#### Data listing ####

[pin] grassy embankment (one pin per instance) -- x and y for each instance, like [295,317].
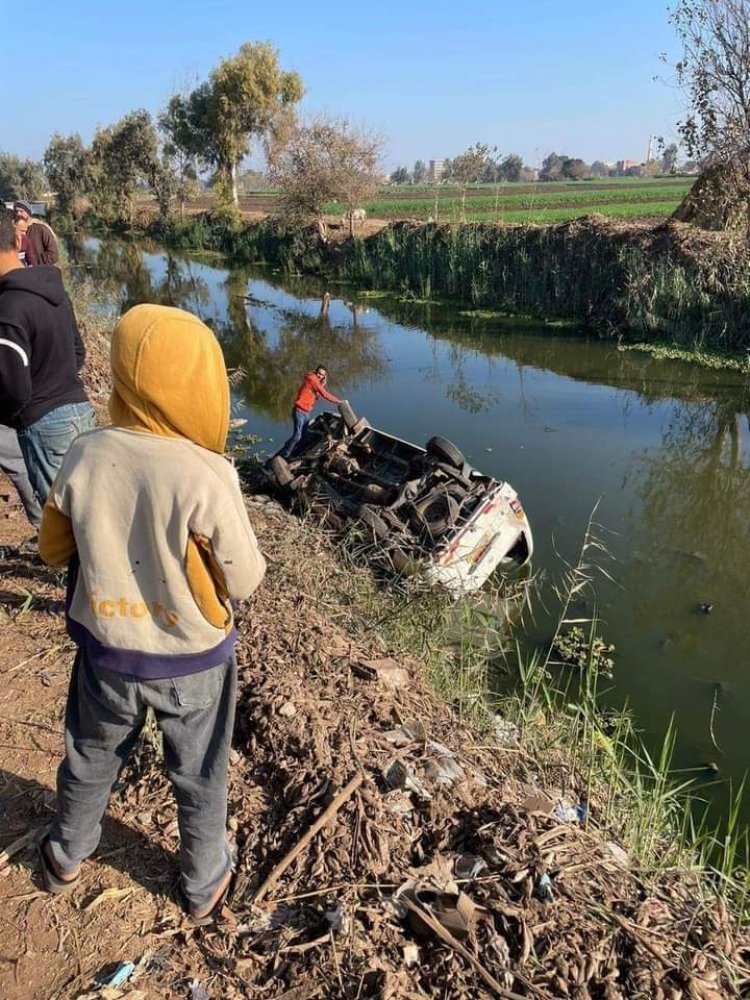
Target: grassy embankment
[556,730]
[666,287]
[503,202]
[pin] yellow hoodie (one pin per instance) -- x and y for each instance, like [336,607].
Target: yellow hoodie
[149,511]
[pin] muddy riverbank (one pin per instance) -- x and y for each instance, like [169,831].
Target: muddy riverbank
[651,282]
[390,845]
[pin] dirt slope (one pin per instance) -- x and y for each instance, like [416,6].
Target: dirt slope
[336,733]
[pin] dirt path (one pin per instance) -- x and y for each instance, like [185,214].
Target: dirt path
[360,804]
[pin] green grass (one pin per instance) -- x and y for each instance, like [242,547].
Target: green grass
[610,210]
[540,202]
[562,726]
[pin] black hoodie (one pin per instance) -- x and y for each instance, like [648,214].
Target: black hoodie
[41,351]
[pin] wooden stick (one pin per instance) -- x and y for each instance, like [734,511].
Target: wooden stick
[447,938]
[16,846]
[325,817]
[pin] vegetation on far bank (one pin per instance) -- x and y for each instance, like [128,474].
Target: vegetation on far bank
[667,284]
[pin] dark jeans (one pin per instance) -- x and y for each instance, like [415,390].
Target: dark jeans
[45,443]
[300,420]
[103,719]
[13,465]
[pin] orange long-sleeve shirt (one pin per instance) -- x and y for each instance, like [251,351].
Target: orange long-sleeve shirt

####

Reproduce verbatim the part of the records that opens with the line containing "[pin] wooden stick" and closes with the final line of the records, including both of those lines.

[pin] wooden stick (one pin per instance) -- x and y for each instance, like [734,511].
Target: wooden stick
[447,938]
[16,846]
[325,817]
[pin] vegetation on far bank (one pin per instance) -- x and y for each instance, like [128,474].
Target: vegetation on far bank
[667,284]
[pin] dark jeans (one pin per instance) -- x and y for each instance, like [415,390].
Target: dark jeans
[45,443]
[300,420]
[103,719]
[13,465]
[pin] orange long-sleeve shirt (one pin per instance) -- x and y for each instance, like [251,351].
Target: orange long-sleeve shirt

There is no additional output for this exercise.